• [Job 1]
Please write out the passage of the Jimena Hoyos text from "Jimena Hoyos Souza" to "a Soap Star.", keeping every word unchanged.
• [Job 2]
Answer these questions using the Jimena Hoyos text:
(a) Which city is she from?
(b) What did she study in Colombia?
(c) Which work in the career list is dated 1999?

• [Text]
Jimena Hoyos Souza (born Dec. 31, 1977) is an actress from Bogotá, Colombia. Jimena Hoyos has worked in television, short-films, and films outside Colombia. She is most known for her role in The Devil Wears Prada and for being runner-up in the Soap Net Original Series I Wanna Be a Soap Star.

Background and career
Jimena studied plastic arts in Colombia. She moved to the United States and worked as a magazine as editor. She took acting classes at Stella Adler Studio of Acting and in Sheila Gray Acting studio. After two weeks of taking acting classes, she started to play roles in TV series in Colombia. Because of her success, she moved to the United States where started to act in some films, short films and series, and worked as a model.

Career
 Francisco el Matemático (1999) - Colombia
 Solterita y a la Orden - Colombia
 Se armó la gorda - Colombia
 Héroes de Turno
 La Madre
 Hombres de Honor
 The Devil Wears Prada (2006)
 I Wanna Be a Soap Star (short roles)

• [Entries excerpted from a collection]

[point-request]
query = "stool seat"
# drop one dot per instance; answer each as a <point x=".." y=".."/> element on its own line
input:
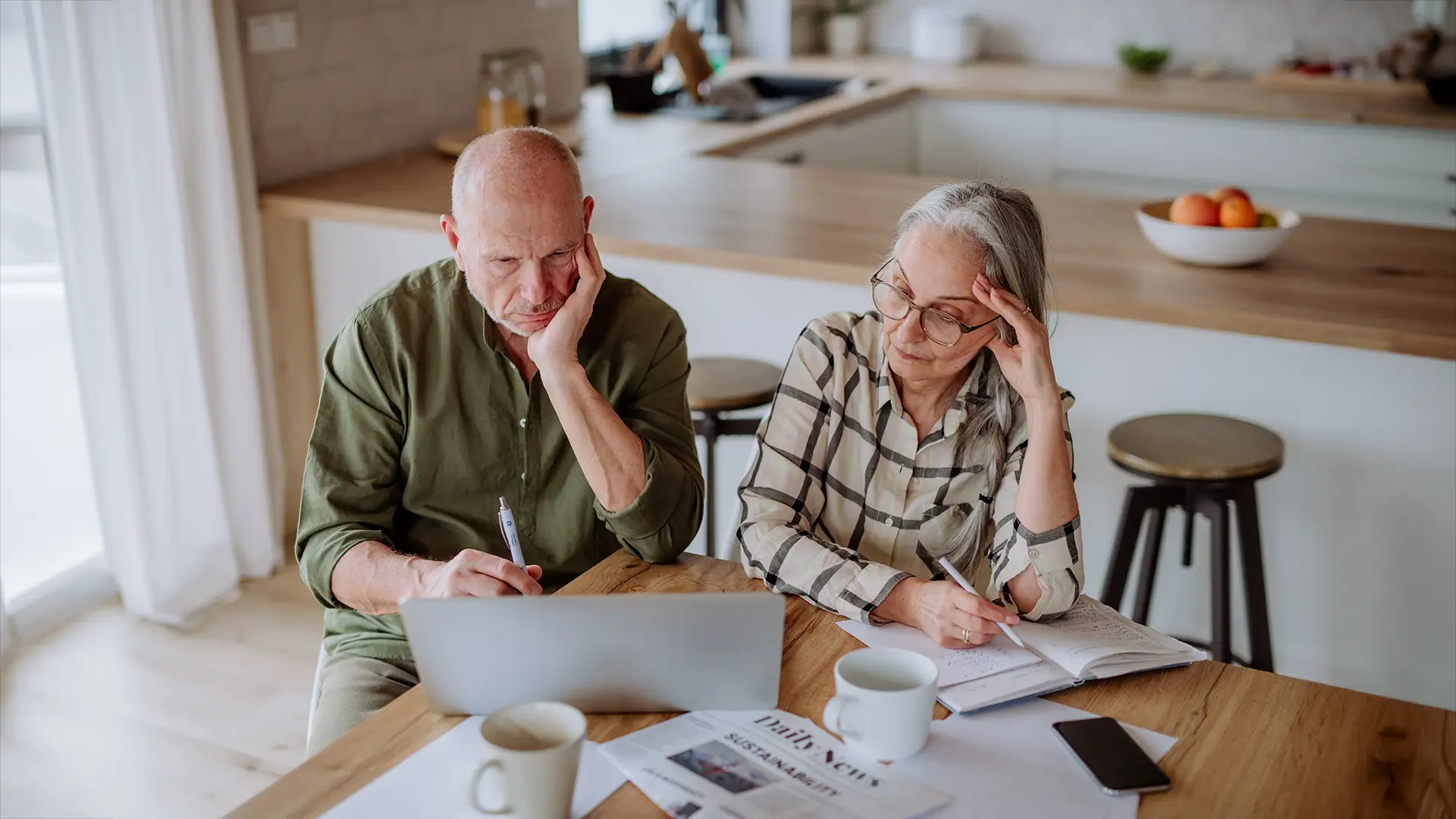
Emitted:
<point x="726" y="384"/>
<point x="1191" y="447"/>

• [Answer 1]
Jimena Hoyos Souza (born Dec. 31, 1977) is an actress from Bogotá, Colombia. Jimena Hoyos has worked in television, short-films, and films outside Colombia. She is most known for her role in The Devil Wears Prada and for being runner-up in the Soap Net Original Series I Wanna Be a Soap Star.

• [Answer 2]
(a) Bogotá, Colombia
(b) Plastic arts
(c) Francisco el Matemático